Pancasila University
- Type: Private
- Established: 28 October 1966
- Rector: Prof. Dr. Wahono Sumaryono, Apt
- Location: Jakarta, Indonesia 6°20′23″S 106°50′00″E﻿ / ﻿6.3398°S 106.8334°E
- Website: univpancasila.ac.id

= Pancasila University =

Indonesian university in Jakarta

Pancasila University (Indonesian: Universitas Pancasila) is a private university located in Jakarta, Indonesia. Its main campus is located in Jagakarsa, South Jakarta while its postgraduate campus is located in Menteng, Central Jakarta.

The university was founded in 1966, following the merger of the old Pancasila University (founded in 1963) and Bung Karno University. The university has produced in excess of 50,000 alumni, with an annual graduating class of over 1,500.

==History==
The university was declared on 28 October 1966, following the merger of the older Pancasila University which was itself founded in 1963 and the Bung Karno University which was founded in 1964 (not to be mistaken with another identically named university founded in 1999), partially due to the pressure from the Suharto government against symbolism of the former president. Amir Murtono acted as the first rector of the university until 1978.

....

• TASKS FOR THIS EXERCISE
1/ Decide whether each statement below agrees with the article on Pancasila University, answering yes or no and quoting the deciding words: (a) The main campus is in Jagakarsa, South Jakarta. (b) Bung Karno University was founded in 1963. (c) Amir Murtono served as the first rector until 1966.
2/ Pick up the article on Pancasila University after its last sentence and carry it forward.

Excerpts from a dataset:
....

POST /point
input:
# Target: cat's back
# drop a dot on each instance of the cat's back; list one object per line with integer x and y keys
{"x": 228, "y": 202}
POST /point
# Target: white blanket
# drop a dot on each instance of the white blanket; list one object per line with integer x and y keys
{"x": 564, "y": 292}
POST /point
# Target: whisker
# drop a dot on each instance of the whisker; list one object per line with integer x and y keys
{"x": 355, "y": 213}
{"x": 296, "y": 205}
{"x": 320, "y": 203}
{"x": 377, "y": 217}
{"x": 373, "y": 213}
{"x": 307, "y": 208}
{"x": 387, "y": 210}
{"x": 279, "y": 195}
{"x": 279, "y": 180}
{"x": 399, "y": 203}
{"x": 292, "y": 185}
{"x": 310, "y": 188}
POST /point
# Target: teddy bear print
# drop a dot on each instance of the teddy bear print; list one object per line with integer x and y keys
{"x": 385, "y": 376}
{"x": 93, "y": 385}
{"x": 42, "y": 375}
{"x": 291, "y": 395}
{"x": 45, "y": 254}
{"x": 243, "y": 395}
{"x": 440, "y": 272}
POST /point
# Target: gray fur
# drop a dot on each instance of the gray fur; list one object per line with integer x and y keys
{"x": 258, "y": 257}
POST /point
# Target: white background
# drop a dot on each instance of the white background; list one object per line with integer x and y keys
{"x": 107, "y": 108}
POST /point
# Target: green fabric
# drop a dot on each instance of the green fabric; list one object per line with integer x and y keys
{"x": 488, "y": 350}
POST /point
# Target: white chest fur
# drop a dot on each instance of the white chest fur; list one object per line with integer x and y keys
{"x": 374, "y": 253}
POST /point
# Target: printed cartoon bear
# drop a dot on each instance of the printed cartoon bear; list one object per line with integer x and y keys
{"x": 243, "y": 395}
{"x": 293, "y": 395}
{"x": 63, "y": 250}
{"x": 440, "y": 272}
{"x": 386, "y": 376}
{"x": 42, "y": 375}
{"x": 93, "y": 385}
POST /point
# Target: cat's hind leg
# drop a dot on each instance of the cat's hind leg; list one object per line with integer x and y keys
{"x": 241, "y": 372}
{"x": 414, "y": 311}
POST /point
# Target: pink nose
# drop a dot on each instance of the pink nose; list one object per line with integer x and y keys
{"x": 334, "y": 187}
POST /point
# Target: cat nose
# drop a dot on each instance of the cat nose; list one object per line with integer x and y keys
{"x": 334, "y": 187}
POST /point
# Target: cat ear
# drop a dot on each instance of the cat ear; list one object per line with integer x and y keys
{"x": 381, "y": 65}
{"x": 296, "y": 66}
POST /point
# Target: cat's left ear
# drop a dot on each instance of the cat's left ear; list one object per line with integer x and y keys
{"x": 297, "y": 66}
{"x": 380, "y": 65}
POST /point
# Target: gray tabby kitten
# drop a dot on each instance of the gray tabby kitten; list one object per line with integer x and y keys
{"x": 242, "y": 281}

....

• OUTPUTS BY TASK
1/
(a) Yes: "Its main campus is located in Jagakarsa, South Jakarta"
(b) No: "the Bung Karno University which was founded in 1964"
(c) No: "Amir Murtono acted as the first rector of the university until 1978."

2/
In 1985, it received a grant from the Indonesian Ministry of Education and Culture in form of 10,160 square meters of land in Menteng, Central Jakarta, and later on the university moved its undergraduate location to its newly constructed faculty of economics building in Jagakarsa on 1988.

On 2015, the university put forth a proposal to nationalize the university, claiming that they were willing to hand over Rp 40 trillion (US$3 billion) in assets to the government. However, the proposal fell out with the provost citing the lack of land in the university's possession as a primary cause. During the 50th anniversary of the university in 2016, 1,711 scholars graduated from the university, which had a total of 13,000 active students and over 52,000 alumni.

According to Tempo, the university's faculty of law is one of the favorites in Indonesia among other private universities such as Pelita Harapan University and Islamic University of Indonesia. The current rector is Wahono Sumaryono, who will serve until 2018.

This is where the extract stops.